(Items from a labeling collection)
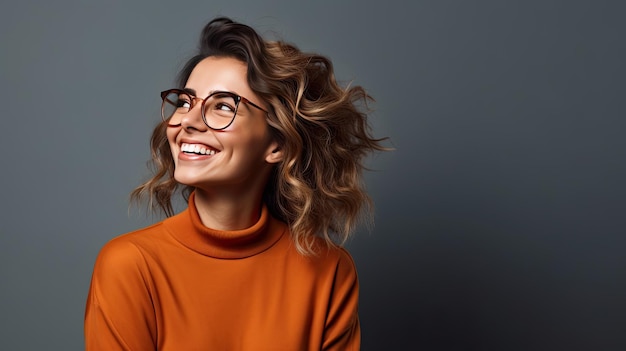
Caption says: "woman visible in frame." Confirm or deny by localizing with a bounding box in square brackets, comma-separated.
[85, 18, 383, 350]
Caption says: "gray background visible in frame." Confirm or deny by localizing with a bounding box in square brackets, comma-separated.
[0, 0, 626, 350]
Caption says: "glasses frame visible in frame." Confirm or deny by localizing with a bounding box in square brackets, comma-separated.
[161, 88, 269, 130]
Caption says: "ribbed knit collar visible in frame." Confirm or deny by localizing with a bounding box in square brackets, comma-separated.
[163, 193, 287, 259]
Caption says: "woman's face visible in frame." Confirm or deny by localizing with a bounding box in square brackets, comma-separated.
[167, 57, 281, 197]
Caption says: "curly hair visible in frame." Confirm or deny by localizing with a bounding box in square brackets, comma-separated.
[131, 17, 387, 255]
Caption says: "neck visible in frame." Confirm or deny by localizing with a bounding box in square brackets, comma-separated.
[194, 188, 262, 231]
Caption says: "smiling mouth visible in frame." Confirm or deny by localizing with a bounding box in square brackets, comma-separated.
[180, 143, 219, 156]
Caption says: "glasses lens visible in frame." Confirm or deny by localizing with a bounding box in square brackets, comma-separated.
[204, 92, 238, 129]
[161, 91, 191, 124]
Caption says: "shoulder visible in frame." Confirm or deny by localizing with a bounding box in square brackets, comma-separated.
[292, 238, 357, 280]
[94, 222, 163, 274]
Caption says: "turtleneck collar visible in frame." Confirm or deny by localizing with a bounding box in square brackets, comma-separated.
[163, 193, 287, 259]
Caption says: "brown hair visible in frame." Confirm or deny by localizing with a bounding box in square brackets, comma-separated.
[131, 17, 386, 254]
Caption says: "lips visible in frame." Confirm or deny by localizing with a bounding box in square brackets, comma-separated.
[180, 143, 219, 156]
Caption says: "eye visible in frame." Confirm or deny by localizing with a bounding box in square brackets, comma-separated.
[215, 101, 235, 112]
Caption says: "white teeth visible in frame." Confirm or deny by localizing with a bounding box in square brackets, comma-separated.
[180, 143, 216, 156]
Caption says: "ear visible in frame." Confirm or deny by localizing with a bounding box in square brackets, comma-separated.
[265, 141, 283, 163]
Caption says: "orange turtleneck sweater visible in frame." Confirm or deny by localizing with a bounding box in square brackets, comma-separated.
[85, 194, 360, 351]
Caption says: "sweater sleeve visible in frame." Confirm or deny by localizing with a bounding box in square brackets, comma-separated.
[322, 249, 361, 351]
[84, 239, 156, 351]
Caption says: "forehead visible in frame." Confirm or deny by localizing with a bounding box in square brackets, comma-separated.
[185, 56, 254, 97]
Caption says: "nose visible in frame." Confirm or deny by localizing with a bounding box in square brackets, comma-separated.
[180, 101, 208, 132]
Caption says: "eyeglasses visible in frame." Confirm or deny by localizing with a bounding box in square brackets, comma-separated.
[161, 89, 268, 130]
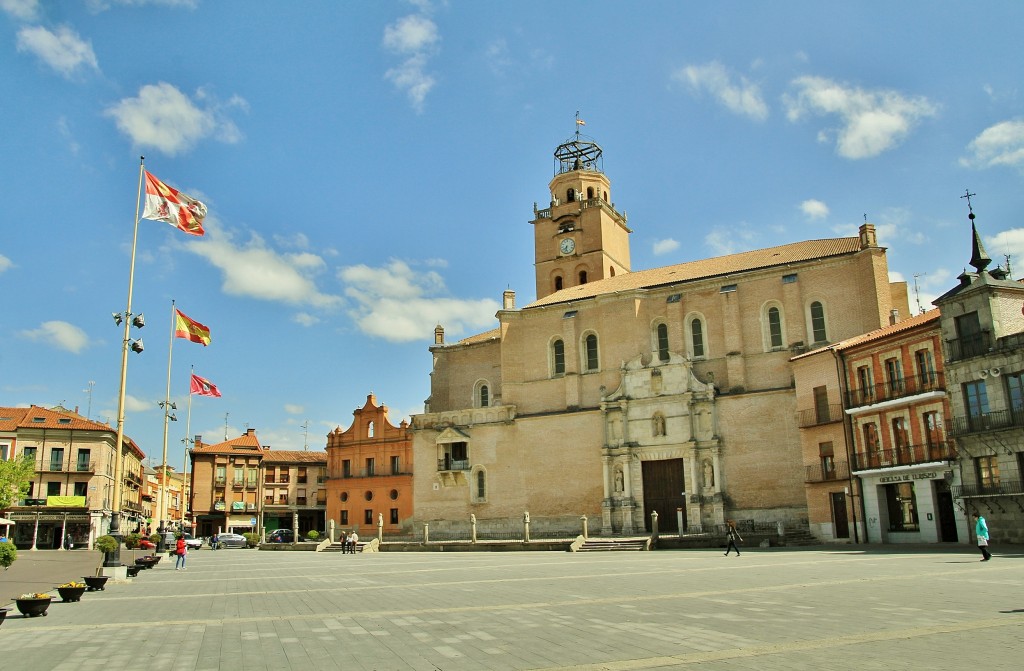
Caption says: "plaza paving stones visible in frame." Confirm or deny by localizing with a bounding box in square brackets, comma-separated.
[0, 546, 1024, 671]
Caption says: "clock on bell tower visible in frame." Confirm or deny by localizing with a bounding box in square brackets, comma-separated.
[530, 125, 632, 298]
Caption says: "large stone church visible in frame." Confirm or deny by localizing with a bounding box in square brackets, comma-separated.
[412, 133, 908, 535]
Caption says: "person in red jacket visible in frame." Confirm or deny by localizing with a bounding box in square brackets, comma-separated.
[174, 536, 188, 571]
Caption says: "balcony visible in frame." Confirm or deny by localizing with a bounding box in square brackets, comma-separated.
[437, 457, 469, 471]
[797, 403, 843, 428]
[846, 373, 946, 408]
[804, 461, 850, 483]
[945, 331, 992, 362]
[950, 480, 1024, 499]
[946, 408, 1024, 435]
[853, 441, 956, 471]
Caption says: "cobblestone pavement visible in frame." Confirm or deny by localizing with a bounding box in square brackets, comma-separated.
[0, 546, 1024, 671]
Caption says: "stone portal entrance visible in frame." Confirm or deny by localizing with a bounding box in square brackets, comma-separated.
[641, 459, 686, 532]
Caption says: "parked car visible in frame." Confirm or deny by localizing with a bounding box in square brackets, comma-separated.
[266, 529, 295, 543]
[217, 534, 246, 548]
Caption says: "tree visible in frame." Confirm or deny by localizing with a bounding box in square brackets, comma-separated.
[0, 455, 36, 510]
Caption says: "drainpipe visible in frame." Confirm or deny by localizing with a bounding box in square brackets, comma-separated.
[831, 349, 867, 545]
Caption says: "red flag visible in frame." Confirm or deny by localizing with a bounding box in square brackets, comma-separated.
[174, 307, 210, 347]
[191, 374, 220, 396]
[142, 170, 206, 236]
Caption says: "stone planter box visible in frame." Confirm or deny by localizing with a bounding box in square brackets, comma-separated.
[14, 596, 53, 618]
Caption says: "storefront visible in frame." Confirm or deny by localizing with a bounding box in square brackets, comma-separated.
[857, 463, 968, 543]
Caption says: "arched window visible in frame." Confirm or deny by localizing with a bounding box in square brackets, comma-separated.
[811, 300, 828, 342]
[551, 338, 565, 375]
[689, 317, 706, 359]
[584, 333, 600, 372]
[657, 324, 669, 362]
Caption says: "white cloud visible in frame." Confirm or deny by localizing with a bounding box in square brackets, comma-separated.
[800, 198, 828, 219]
[383, 14, 440, 53]
[17, 26, 99, 78]
[985, 228, 1024, 260]
[652, 238, 679, 256]
[20, 321, 89, 354]
[184, 225, 343, 308]
[705, 223, 758, 256]
[0, 0, 39, 20]
[382, 14, 440, 112]
[959, 119, 1024, 168]
[782, 77, 938, 159]
[673, 61, 768, 121]
[104, 82, 248, 156]
[338, 260, 500, 342]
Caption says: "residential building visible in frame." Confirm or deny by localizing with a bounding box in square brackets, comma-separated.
[933, 211, 1024, 547]
[403, 136, 909, 534]
[327, 393, 413, 535]
[794, 310, 967, 543]
[0, 406, 145, 549]
[189, 428, 327, 536]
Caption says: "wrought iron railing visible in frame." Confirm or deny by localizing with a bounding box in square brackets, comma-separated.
[853, 441, 956, 471]
[946, 409, 1024, 435]
[797, 403, 843, 428]
[949, 480, 1024, 498]
[846, 372, 946, 408]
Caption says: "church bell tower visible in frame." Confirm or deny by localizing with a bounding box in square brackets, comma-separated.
[530, 127, 631, 299]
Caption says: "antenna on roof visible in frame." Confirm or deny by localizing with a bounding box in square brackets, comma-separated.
[913, 272, 928, 314]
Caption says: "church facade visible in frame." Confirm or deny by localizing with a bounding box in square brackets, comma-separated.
[412, 134, 908, 535]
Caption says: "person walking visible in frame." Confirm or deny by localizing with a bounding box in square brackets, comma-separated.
[974, 512, 992, 561]
[174, 536, 188, 571]
[725, 519, 743, 557]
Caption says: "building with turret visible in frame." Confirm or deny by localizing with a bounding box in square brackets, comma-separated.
[403, 133, 909, 535]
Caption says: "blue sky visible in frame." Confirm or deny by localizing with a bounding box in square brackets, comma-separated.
[0, 0, 1024, 473]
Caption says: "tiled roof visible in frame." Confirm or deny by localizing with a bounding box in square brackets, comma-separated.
[263, 450, 327, 464]
[526, 238, 860, 308]
[0, 406, 117, 431]
[790, 308, 939, 361]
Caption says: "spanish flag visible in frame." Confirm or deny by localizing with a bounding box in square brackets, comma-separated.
[174, 307, 210, 347]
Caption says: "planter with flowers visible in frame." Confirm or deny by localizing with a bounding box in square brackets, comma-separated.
[57, 581, 86, 603]
[14, 592, 53, 618]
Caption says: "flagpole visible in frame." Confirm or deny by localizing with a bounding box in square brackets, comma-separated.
[158, 298, 176, 536]
[181, 366, 199, 538]
[106, 156, 145, 567]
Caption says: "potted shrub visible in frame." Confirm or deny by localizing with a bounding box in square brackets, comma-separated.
[0, 541, 17, 571]
[95, 536, 118, 554]
[57, 581, 86, 603]
[14, 592, 53, 618]
[82, 576, 110, 592]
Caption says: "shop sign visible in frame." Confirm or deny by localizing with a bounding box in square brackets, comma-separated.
[879, 470, 939, 483]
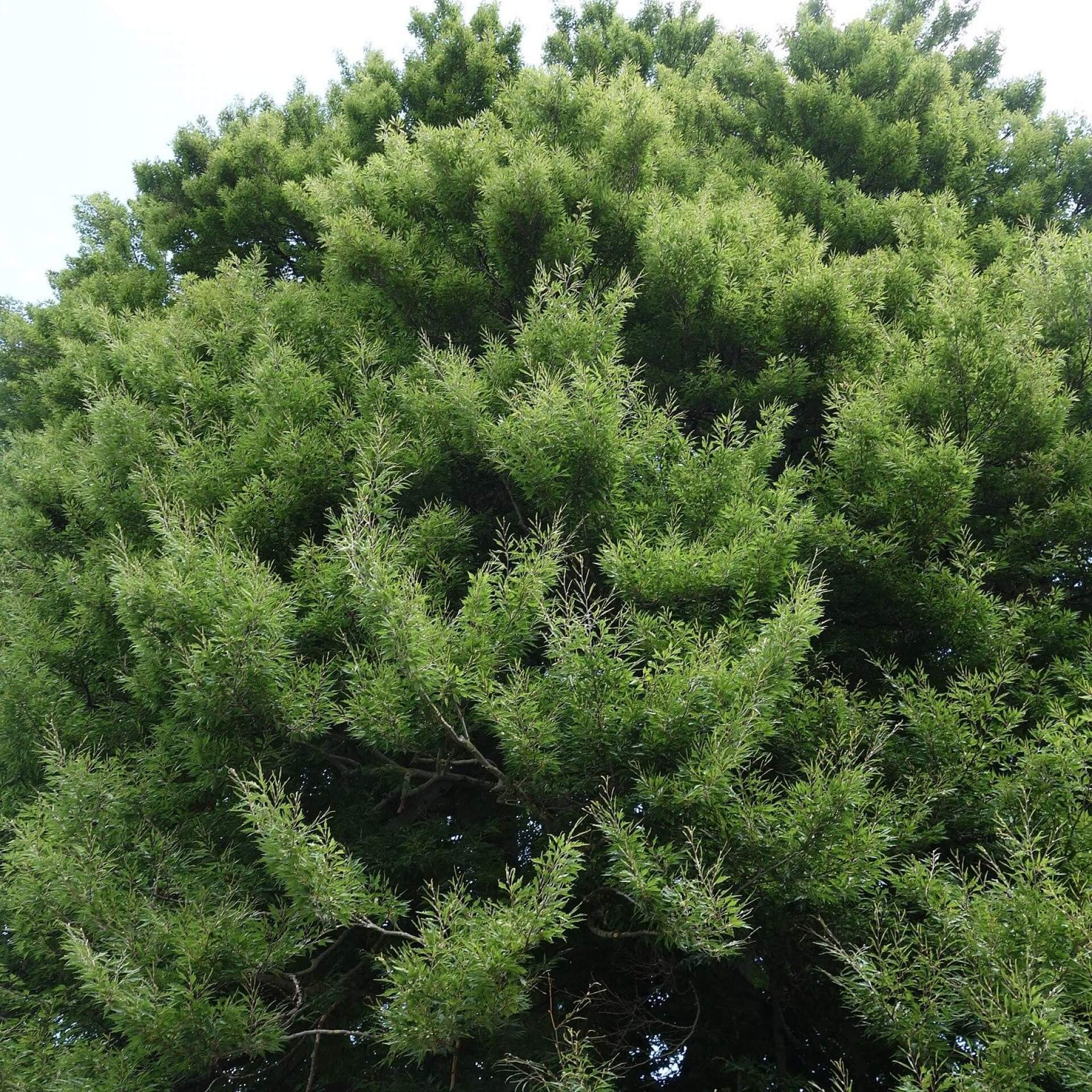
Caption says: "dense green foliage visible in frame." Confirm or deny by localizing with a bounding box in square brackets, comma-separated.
[0, 0, 1092, 1092]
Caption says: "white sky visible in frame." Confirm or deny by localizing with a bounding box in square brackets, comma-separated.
[0, 0, 1092, 300]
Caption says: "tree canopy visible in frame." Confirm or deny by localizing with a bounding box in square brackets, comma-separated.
[0, 0, 1092, 1092]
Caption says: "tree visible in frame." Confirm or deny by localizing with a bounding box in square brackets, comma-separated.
[0, 0, 1092, 1092]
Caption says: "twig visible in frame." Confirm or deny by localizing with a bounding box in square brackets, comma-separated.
[285, 1028, 363, 1040]
[585, 921, 660, 940]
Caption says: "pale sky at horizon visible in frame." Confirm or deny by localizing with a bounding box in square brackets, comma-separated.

TASK TO CARRY OUT -> Copy the items word for word, from the beginning up to and including the line containing "[167, 57, 281, 197]". Leave out the pictures.

RESULT OF THE EXERCISE ->
Caption says: "woman visible in frame." Confirm or deny by localizing with a bounding box in square brackets, comma-separated.
[85, 18, 383, 350]
Caption says: "gray background visible in frame." Confirm or deny by localizing with a bounding box in square brackets, comma-separated.
[0, 0, 626, 350]
Caption says: "glasses frame visible in frame." Confirm or deny by localizing with a bounding box in square brackets, comma-separated.
[161, 88, 269, 130]
Caption says: "ribbed knit collar visible in frame." Confirm or deny by localizing with a bounding box in square brackets, comma-separated.
[163, 193, 287, 259]
Caption says: "woman's face visible in frame." Confirm or deny by localizing with a bounding box in square brackets, comma-separated.
[167, 57, 281, 197]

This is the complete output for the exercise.